- **Text to read**:
##########

Nowhere more than in Africa and the Middle East (A&ME) is water likely to become the most critical resource issue and the most limiting input to food security and economic and social development. The countries with the most limited water resources are in the Middle East and northern and southern Africa. Despite the common impression of Africa as a jungle, 54% of the continent is arid to semi-arid, and only 14% is humid to very humid. The remaining 31% has good rainfall. According to estimates, Kenyas water supply will shrink by 50% and Nigerias by 40% in under a decade. The situation in the Middle East and North Africa is even worse: only 19% of the land surface receives good rainfall; with the partial exception of Turkey, the whole region is arid to semi-arid.
In A&ME, water supply for agricultural, domestic, and industrial use, as well as for environmental use (rivers, habitat preservation, transportation, fishing), has kept pace neither with population growth, which is the fastest in the world, nor with economic growth, which is booming in many countries in the region. As a result, by 2025, the amount of water available per person in the Middle East and North Africa is expected to drop by 80%, in a single lifetime, from 3430 m³ to 667 m³. New or additional sources of water are becoming scarce and more expensive to develop, and waste products are increasingly contaminating available surface and groundwater sources. Because of its scarcity, water is also becoming one of the most important causes of internal and international conflicts.
Although the crisis threatens all of A&ME, individual countries and specific subregions face different situations, constraints, and opportunities. These are related to the wide range of geography and topography, climatic and hydrological conditions, and institutional, political, economic, and cultural situations in the region. Few of these variables are well understood, and all of them need to be carefully assessed before viable and sustainable solutions, tailored to each situation, can be identified.
Conscious that any move toward resolution must be based on what people on the ground know, can do, and want to do, the International Development Research Centre (IDRC) convened, in December 1994, a Pan-African workshop on water management for researchers, practitioners, nongovernmental organizations (NGOs), and policymakers. The purpose of the meeting was to take stock of the present situation and to get a better understanding of the opinions and priorities that should be taken into consideration when setting strategies for sustainable water management. It was anticipated that this assessment would provide the basis for designing a priority research and development agenda that would strengthen efforts of those already involved in research, advocacy, development, and environmental water activities.
The IDRC initiative aimed to identify research priorities and options from the perspective of users and communities needs and priorities. Three areas of emphasis were singled out:
- 22383. power to access and use water, including sources of stress involving water supply, abuse of water resources, resulting conflicts, and processes to resolve such conflicts;
- 22382. demand management and water conservation, including sectoral water allocation and efficient demand management to improve availability and quality; and
- 22381. future options for improving water supply, including alternative technologies and analyses of the potential for efficient and equitable management of water supply by communities and local groups.
The workshop had 12 formal presentations: three overview papers on key water issues; seven subregional papers; and two additional papers, one reviewing NGO perspectives on water and the other on choices and impacts of sectoral water allocation in Africa. Two papers were contributed later to highlight specific issues; one paper was on womens roles and constraints as water users and managers, and the other was on grass-roots utilization of water resources. Each presentation was followed by an open discussion. Three task groups then identified priorities for research and development. IDRC is publishing the proceedings of the meeting to widely disseminate the accumulated knowledge, to facilitate further sharing of opinions and debate among the various actors involved in water management, and to assist in formulation of priority research and development areas for A&ME.

##########

- **Stated exercise 1**: Print the part of the passage on water scarcity in Africa and the Middle East between "Nowhere more than" and "arid to semi-arid.", inclusive.

- **Records to use**:
##########

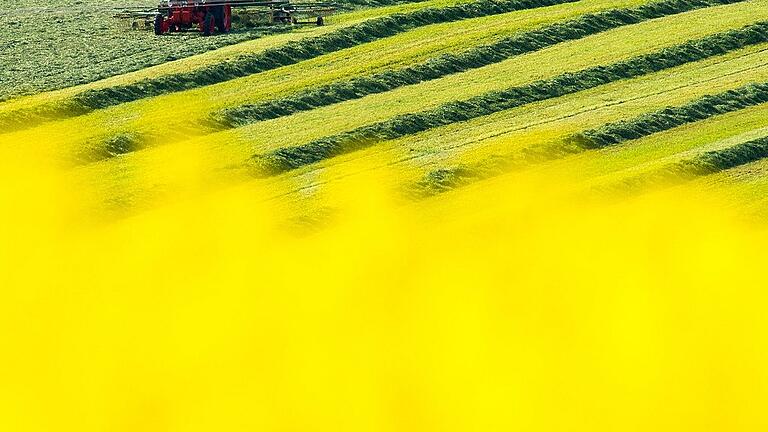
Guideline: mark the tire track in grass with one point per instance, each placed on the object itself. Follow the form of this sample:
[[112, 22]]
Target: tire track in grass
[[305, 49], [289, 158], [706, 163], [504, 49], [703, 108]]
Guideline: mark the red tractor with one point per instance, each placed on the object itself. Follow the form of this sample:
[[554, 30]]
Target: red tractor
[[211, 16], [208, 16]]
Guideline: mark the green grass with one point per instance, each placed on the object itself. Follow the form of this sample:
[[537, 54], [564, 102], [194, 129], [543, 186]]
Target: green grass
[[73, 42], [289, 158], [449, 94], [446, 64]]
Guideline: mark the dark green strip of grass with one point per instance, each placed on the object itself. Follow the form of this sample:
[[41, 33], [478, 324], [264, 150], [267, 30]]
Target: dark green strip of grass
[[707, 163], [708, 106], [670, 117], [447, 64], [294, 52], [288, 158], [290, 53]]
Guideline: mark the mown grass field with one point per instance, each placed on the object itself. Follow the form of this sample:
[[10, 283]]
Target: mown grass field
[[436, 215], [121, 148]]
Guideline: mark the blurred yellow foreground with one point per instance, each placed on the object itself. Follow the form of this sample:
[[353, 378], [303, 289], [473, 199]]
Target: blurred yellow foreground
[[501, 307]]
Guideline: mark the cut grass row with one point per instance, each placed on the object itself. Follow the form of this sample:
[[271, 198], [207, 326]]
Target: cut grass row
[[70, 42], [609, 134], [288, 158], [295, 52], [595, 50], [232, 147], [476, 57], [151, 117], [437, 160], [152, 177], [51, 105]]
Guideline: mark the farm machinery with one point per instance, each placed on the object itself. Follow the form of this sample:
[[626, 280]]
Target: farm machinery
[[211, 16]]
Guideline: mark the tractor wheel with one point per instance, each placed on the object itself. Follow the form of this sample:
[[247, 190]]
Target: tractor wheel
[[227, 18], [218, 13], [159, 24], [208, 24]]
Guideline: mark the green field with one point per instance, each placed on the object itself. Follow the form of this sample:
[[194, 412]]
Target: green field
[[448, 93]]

##########

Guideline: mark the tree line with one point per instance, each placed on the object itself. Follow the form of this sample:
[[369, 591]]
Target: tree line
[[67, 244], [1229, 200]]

##########

- **Stated exercise 2**: Rewrite the rows between the lines holding "Guideline: mark the red" and "[[436, 215], [121, 148]]", inclusive, keeping the requests and adding -62 to every point coordinate in the answers. Give only those lines.

- **Final result 1**:
Nowhere more than in Africa and the Middle East (A&ME) is water likely to become the most critical resource issue and the most limiting input to food security and economic and social development. The countries with the most limited water resources are in the Middle East and northern and southern Africa. Despite the common impression of Africa as a jungle, 54% of the continent is arid to semi-arid, and only 14% is humid to very humid. The remaining 31% has good rainfall. According to estimates, Kenyas water supply will shrink by 50% and Nigerias by 40% in under a decade. The situation in the Middle East and North Africa is even worse: only 19% of the land surface receives good rainfall; with the partial exception of Turkey, the whole region is arid to semi-arid.

- **Final result 2**:
Guideline: mark the red tractor with one point per instance, each placed on the object itself. Follow the form of this sample:
[[554, 30]]
Target: red tractor
[[149, -46], [146, -46]]
Guideline: mark the green grass with one point per instance, each placed on the object itself. Follow the form of this sample:
[[537, 54], [564, 102], [194, 129], [543, 186]]
Target: green grass
[[11, -20], [227, 96], [387, 32], [384, 2]]
Guideline: mark the dark green strip of grass with one point per instance, each placed on the object itself. Follow the form of this sample:
[[41, 33], [478, 324], [264, 150], [267, 30]]
Target: dark green strip of grass
[[645, 101], [646, 44], [608, 55], [385, 2], [232, -10], [226, 96], [228, -9]]
Guideline: mark the mown grass field with one point per instance, each placed on the object itself. Follow the form of this sample:
[[10, 283]]
Target: mown grass field
[[374, 153], [59, 86]]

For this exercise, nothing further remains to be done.